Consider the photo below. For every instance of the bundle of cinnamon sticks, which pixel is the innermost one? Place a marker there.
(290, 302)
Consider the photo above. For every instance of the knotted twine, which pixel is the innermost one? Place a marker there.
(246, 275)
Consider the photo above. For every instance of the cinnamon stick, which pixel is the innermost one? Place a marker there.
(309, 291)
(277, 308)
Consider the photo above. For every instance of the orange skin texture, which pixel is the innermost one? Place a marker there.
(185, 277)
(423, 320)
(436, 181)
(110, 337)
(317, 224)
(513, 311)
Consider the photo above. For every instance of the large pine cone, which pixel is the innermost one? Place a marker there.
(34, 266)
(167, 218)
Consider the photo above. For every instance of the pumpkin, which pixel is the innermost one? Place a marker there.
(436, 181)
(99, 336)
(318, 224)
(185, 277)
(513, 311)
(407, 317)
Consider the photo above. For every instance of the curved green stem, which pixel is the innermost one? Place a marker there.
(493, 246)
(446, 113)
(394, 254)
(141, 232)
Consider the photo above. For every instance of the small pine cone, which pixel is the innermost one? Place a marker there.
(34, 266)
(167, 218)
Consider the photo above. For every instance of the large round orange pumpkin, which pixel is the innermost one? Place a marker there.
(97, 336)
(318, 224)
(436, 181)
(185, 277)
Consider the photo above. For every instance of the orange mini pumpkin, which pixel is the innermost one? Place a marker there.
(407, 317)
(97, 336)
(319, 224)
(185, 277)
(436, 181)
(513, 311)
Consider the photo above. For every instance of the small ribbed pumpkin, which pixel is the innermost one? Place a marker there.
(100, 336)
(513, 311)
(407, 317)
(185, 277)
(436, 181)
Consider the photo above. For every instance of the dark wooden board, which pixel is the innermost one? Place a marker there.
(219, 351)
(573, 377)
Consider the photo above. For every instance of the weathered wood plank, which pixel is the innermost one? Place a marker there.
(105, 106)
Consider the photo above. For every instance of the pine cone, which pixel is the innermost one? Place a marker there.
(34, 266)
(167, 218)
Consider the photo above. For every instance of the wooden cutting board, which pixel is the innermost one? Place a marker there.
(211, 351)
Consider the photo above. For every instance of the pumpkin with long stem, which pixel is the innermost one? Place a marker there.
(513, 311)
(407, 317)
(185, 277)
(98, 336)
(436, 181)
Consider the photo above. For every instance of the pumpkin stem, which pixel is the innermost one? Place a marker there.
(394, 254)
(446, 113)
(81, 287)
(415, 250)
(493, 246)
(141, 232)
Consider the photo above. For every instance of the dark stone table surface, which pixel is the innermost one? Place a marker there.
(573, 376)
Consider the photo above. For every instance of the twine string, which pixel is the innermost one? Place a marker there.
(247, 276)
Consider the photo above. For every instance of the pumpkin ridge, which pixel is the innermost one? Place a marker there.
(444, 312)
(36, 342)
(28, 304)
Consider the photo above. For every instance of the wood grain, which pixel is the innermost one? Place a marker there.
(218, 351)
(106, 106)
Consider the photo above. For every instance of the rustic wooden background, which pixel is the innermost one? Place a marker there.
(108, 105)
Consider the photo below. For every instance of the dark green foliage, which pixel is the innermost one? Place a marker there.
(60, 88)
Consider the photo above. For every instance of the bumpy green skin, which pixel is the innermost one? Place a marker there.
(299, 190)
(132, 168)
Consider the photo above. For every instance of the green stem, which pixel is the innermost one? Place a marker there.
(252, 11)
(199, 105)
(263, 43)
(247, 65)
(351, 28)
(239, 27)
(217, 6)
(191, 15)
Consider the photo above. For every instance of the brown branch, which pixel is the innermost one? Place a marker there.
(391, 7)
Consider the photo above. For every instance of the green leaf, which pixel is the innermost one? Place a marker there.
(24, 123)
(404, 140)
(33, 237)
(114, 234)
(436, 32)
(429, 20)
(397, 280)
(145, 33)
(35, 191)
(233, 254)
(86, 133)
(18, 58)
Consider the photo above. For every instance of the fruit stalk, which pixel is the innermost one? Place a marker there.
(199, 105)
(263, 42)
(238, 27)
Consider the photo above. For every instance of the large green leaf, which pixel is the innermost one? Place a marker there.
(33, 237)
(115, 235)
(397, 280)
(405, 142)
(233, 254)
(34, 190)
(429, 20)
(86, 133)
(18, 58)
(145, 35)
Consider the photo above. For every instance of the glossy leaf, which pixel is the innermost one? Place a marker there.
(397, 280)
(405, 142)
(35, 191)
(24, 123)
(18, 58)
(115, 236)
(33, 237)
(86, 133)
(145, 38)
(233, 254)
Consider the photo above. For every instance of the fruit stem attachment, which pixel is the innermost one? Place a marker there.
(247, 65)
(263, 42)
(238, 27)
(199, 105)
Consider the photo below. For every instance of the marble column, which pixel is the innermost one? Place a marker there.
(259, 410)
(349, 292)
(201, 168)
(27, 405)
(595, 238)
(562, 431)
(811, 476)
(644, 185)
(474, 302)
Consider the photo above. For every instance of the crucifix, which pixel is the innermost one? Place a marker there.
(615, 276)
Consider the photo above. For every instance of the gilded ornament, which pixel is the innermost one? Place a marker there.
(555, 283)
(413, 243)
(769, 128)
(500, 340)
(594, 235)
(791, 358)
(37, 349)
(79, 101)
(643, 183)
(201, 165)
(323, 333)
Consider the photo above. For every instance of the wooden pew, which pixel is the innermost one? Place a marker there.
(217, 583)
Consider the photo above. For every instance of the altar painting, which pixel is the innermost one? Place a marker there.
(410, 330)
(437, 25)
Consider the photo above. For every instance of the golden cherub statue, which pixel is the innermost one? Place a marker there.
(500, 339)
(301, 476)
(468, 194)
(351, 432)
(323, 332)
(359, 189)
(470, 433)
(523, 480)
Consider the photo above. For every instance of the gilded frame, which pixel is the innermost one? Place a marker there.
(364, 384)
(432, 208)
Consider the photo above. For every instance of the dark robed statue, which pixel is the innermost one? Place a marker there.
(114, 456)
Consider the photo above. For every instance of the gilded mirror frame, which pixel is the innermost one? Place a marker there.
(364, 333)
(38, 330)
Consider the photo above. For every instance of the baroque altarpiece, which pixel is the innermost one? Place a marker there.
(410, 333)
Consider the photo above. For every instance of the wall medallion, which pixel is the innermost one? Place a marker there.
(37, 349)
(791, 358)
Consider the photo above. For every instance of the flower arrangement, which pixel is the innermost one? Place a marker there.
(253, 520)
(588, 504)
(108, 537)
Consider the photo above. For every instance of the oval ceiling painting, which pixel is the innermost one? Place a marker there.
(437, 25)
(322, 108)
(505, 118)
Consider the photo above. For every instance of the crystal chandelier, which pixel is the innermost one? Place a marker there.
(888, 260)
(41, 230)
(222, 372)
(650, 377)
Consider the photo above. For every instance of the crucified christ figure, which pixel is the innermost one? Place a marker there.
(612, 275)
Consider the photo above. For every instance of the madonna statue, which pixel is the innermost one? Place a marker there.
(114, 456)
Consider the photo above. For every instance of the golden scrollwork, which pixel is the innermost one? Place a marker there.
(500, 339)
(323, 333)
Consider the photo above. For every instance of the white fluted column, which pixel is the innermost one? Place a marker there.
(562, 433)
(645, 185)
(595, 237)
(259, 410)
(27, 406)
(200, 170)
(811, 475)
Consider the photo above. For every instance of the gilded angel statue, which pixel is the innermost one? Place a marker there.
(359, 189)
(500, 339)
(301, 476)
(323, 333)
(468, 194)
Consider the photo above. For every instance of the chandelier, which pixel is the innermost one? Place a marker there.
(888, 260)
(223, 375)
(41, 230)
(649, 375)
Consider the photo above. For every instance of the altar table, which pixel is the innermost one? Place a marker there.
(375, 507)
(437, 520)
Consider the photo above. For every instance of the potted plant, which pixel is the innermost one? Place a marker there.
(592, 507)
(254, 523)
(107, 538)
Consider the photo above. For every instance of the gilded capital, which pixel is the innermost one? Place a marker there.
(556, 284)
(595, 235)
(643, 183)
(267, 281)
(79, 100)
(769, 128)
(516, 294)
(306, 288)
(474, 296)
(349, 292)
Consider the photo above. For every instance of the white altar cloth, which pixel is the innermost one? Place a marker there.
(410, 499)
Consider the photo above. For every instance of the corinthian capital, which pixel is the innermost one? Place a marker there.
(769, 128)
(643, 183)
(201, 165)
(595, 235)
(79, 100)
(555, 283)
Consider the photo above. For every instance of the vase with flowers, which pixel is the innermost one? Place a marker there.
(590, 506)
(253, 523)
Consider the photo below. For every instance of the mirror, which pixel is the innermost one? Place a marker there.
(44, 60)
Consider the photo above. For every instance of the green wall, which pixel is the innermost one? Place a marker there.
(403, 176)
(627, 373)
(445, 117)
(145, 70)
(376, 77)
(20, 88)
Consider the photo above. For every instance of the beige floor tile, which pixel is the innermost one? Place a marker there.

> What the exercise asks:
Starting at the line that contains "golden scrollwork, which", copy each line exactly through the end of the listing above. Include that first line and the last one, and add nothing.

> Written reply:
Consider the photo above. For every instance of the golden scrollwork, which pixel is the innermost one? Place a marker there.
(500, 339)
(323, 333)
Consider the photo above. For every instance of the white fluted column, which pixel is the innermost one? Place a marker there.
(562, 433)
(645, 185)
(595, 237)
(259, 410)
(27, 406)
(200, 170)
(811, 475)
Consider the photo above. For every instance of the gilded angel statue, which pixel is the innermost one? Place a marker there.
(359, 189)
(500, 339)
(301, 476)
(323, 333)
(468, 194)
Consider the photo above. For every instance of the chandelier, which pixel is the innermost one? Place a marker there.
(888, 260)
(223, 375)
(41, 230)
(649, 375)
Consider the photo above. For every instance of the altar table, which pixel is the innermost one? Place a marker there.
(375, 507)
(437, 520)
Consider the photo above. For every instance of the potted plant, which pixel is the innermost one? Place a marker there.
(592, 507)
(254, 523)
(107, 538)
Consider the photo above. For every instance of the gilded capital, which pixel is the innermost one? Place a marker there.
(556, 284)
(595, 235)
(643, 183)
(267, 281)
(79, 100)
(769, 128)
(516, 294)
(306, 288)
(474, 296)
(349, 292)
Consider the photo above. For every instance of the white altar cloth, which pixel is the innermost one? Place a marker there.
(410, 499)
Consider the photo above. For every instance of the corinthian capital, which pixel is the innermost one? Place a marker there.
(769, 128)
(643, 183)
(201, 165)
(595, 235)
(79, 100)
(555, 283)
Consider the photo above. For every instance of the vase with flowers, which pixel is the innermost one? Place a marker there.
(590, 506)
(253, 523)
Consider the photo below. For every instance of the mirror, which pixel is the innermost one? Place a marker there.
(44, 60)
Consider the photo above. For every instance of the green wall, which pixel is the innermost one? Place a marker there.
(403, 176)
(627, 373)
(445, 117)
(145, 70)
(376, 77)
(20, 88)
Consider the photo above. For every instance of the beige floor tile, which pixel is the innermost one? Place a marker there.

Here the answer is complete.